#### WHAT YOU NEED TO DO:
Reprint the full listing exactly.

#### INPUT DATA:
::::::::

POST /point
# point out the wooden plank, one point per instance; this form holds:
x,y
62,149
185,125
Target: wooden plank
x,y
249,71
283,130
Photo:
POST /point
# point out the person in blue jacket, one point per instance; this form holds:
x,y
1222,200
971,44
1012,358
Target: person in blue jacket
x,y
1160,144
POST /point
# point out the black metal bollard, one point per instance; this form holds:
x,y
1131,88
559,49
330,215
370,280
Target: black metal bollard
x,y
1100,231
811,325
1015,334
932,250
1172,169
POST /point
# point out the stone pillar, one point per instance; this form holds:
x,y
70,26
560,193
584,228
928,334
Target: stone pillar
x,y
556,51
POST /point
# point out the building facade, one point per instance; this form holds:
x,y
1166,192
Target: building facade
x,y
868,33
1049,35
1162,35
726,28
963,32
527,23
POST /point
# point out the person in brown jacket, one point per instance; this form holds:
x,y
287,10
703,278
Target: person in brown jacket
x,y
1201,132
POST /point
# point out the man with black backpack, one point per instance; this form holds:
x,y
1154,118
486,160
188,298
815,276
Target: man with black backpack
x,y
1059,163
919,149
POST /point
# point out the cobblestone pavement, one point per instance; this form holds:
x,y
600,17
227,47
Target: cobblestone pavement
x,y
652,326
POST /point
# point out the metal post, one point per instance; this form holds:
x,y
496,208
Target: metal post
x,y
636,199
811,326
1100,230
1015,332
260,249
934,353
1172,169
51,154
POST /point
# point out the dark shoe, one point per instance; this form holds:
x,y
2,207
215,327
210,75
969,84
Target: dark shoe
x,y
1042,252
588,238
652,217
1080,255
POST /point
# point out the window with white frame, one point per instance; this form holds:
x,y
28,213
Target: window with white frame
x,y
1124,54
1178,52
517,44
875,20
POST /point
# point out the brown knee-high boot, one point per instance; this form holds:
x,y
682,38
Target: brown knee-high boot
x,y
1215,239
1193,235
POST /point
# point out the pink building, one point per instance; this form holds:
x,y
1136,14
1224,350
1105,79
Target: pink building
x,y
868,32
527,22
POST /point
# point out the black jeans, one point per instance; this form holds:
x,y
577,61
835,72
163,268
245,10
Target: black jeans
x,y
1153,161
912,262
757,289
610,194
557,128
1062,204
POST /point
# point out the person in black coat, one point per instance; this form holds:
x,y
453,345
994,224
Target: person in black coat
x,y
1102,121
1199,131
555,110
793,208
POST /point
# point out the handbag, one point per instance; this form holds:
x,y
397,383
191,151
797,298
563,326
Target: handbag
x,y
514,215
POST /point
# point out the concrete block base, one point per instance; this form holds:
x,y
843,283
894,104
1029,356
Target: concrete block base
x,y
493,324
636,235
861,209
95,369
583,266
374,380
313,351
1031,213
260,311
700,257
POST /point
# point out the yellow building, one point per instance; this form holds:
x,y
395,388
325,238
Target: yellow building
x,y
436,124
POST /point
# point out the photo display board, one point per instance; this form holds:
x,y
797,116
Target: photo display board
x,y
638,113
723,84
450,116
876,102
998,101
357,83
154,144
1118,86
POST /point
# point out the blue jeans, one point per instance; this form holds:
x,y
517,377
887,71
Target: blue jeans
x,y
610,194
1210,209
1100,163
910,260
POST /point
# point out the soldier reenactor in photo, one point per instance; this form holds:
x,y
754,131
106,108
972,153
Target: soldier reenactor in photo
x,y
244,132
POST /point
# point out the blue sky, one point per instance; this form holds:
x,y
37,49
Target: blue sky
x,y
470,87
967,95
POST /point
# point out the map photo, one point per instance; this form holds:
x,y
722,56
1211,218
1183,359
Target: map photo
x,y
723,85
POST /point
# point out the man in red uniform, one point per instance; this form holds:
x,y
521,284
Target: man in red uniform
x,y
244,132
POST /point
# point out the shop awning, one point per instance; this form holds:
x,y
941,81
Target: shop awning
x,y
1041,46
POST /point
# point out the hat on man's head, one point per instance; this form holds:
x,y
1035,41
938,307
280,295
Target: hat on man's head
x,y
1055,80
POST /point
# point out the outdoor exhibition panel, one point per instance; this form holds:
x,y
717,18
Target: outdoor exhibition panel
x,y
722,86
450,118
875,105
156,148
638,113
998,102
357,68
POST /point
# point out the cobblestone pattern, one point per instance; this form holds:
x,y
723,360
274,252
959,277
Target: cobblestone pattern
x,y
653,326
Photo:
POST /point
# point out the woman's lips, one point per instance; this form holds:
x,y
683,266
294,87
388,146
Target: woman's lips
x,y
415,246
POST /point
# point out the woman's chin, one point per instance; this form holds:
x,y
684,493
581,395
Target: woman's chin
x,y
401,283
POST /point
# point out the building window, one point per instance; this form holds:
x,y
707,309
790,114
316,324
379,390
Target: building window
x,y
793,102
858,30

::::::::

#### EXERCISE RESULT:
POST /point
# point out the wooden plank, one point per instance; this form holds:
x,y
62,149
185,125
Target: wooden plank
x,y
249,71
283,130
Photo:
POST /point
# point out the person in blue jacket, one point per instance; this form holds:
x,y
1222,200
971,44
1012,358
Target: person in blue jacket
x,y
1160,144
POST /point
# point out the black metal bollard, one point per instance; this form holds:
x,y
1131,88
559,49
330,215
370,280
Target: black metal bollard
x,y
1100,231
811,325
1015,334
932,250
1172,169
POST /point
# point out the stone pillar, one point per instance; this form holds:
x,y
70,26
560,193
584,228
928,334
Target: stone pillar
x,y
556,51
POST /point
# point out the building facade, one point per instance; this form holds:
x,y
1166,192
Target: building facade
x,y
868,33
1049,35
1162,35
726,28
963,32
527,23
POST /point
# point out the person in brown jacket, one point per instance; this form holds:
x,y
287,10
703,278
Target: person in brown jacket
x,y
1201,132
POST /point
# point out the man with black backpack, one point per instance; this form holds:
x,y
1154,118
486,160
188,298
815,276
Target: man with black backpack
x,y
1059,163
919,149
POST /point
# point out the cobblestone pavement, one point per instance; this form holds:
x,y
600,17
227,47
Target: cobblestone pavement
x,y
652,326
POST /point
# point out the metal post, one point per instance; this form holds:
x,y
496,208
Target: metal post
x,y
636,199
811,326
1100,230
1015,332
260,249
934,353
1172,169
51,154
POST /point
# point out the dark shoe, one point per instance; this form holds:
x,y
2,207
215,327
210,75
969,84
Target: dark shoe
x,y
1042,252
588,238
652,217
1080,255
POST /point
# point out the window with white frame, one point per instance; this form holds:
x,y
28,213
Target: window with white frame
x,y
1124,54
1178,52
517,44
875,20
POST /point
# point out the brown knee-high boot, one point per instance; this form holds:
x,y
682,38
Target: brown knee-high boot
x,y
1215,239
1193,235
POST /point
# point out the pink building, one point per instance; this form holds:
x,y
1136,14
1224,350
1105,79
Target: pink building
x,y
868,32
527,22
POST /point
# point out the black jeans, one point per instance; this form holds:
x,y
577,61
835,72
163,268
245,10
Target: black jeans
x,y
1153,161
912,262
757,289
610,194
557,128
1062,204
POST /point
# point out the person in black coat, one point per instance; this form holds:
x,y
453,345
994,224
Target: person in black coat
x,y
1102,121
1199,131
555,110
793,208
POST /point
# point out the handbag, one point per instance; this form holds:
x,y
397,383
191,151
797,298
563,326
Target: handbag
x,y
514,215
POST /point
# point out the concrete block base, one point per instance; this form holds:
x,y
843,283
894,104
1029,356
Target: concrete block base
x,y
493,324
636,235
861,209
95,369
583,266
374,380
313,351
1031,213
260,311
700,257
POST /point
# point out the yellow building, one point per instance; this form holds:
x,y
395,388
325,238
Target: yellow building
x,y
436,124
POST /point
# point out the photo display board, one point per instance; this form holds:
x,y
797,116
Target: photo display board
x,y
638,113
723,84
450,116
876,102
998,101
357,83
154,144
1118,86
POST /point
# point out the blue jeans, one point per instance; this form holds:
x,y
517,377
887,71
Target: blue jeans
x,y
610,194
1210,209
1100,163
910,260
POST /point
# point out the soldier reenactor in photo, one point per instance; this form holds:
x,y
754,131
106,108
972,153
Target: soldier reenactor in photo
x,y
244,132
POST /point
# point out the blue sky, one point per instance; this form holds:
x,y
37,49
Target: blue sky
x,y
470,87
967,95
POST /point
# point out the map photo, one point per instance; this form holds:
x,y
722,56
1211,218
1183,359
Target: map photo
x,y
723,85
POST /point
# point out the man in red uniform, one point per instance; this form holds:
x,y
521,284
Target: man in red uniform
x,y
244,132
POST /point
# point out the shop awning, one point per instance; this form holds:
x,y
941,81
Target: shop awning
x,y
1041,46
POST /point
# point out the hat on man's head, one point per instance; this form holds:
x,y
1035,41
938,307
280,295
Target: hat on man's head
x,y
1055,80
POST /point
# point out the outdoor exhibition panel, one point per instance; this form holds:
x,y
717,18
Target: outdoor exhibition panel
x,y
722,86
450,118
875,105
156,148
638,113
998,102
357,68
POST /point
# point out the cobblestone pattern, one point per instance; this form holds:
x,y
723,360
274,252
959,277
Target: cobblestone pattern
x,y
653,326
Photo:
POST /point
# point out the woman's lips, one point per instance; this form holds:
x,y
683,266
294,87
388,146
Target: woman's lips
x,y
415,246
POST /point
# point out the woman's chin, one point per instance; this form holds:
x,y
684,493
581,395
Target: woman's chin
x,y
401,283
POST /point
# point out the building window, one point per instance; this form holds:
x,y
707,309
790,114
316,324
379,390
Target: building window
x,y
793,102
858,30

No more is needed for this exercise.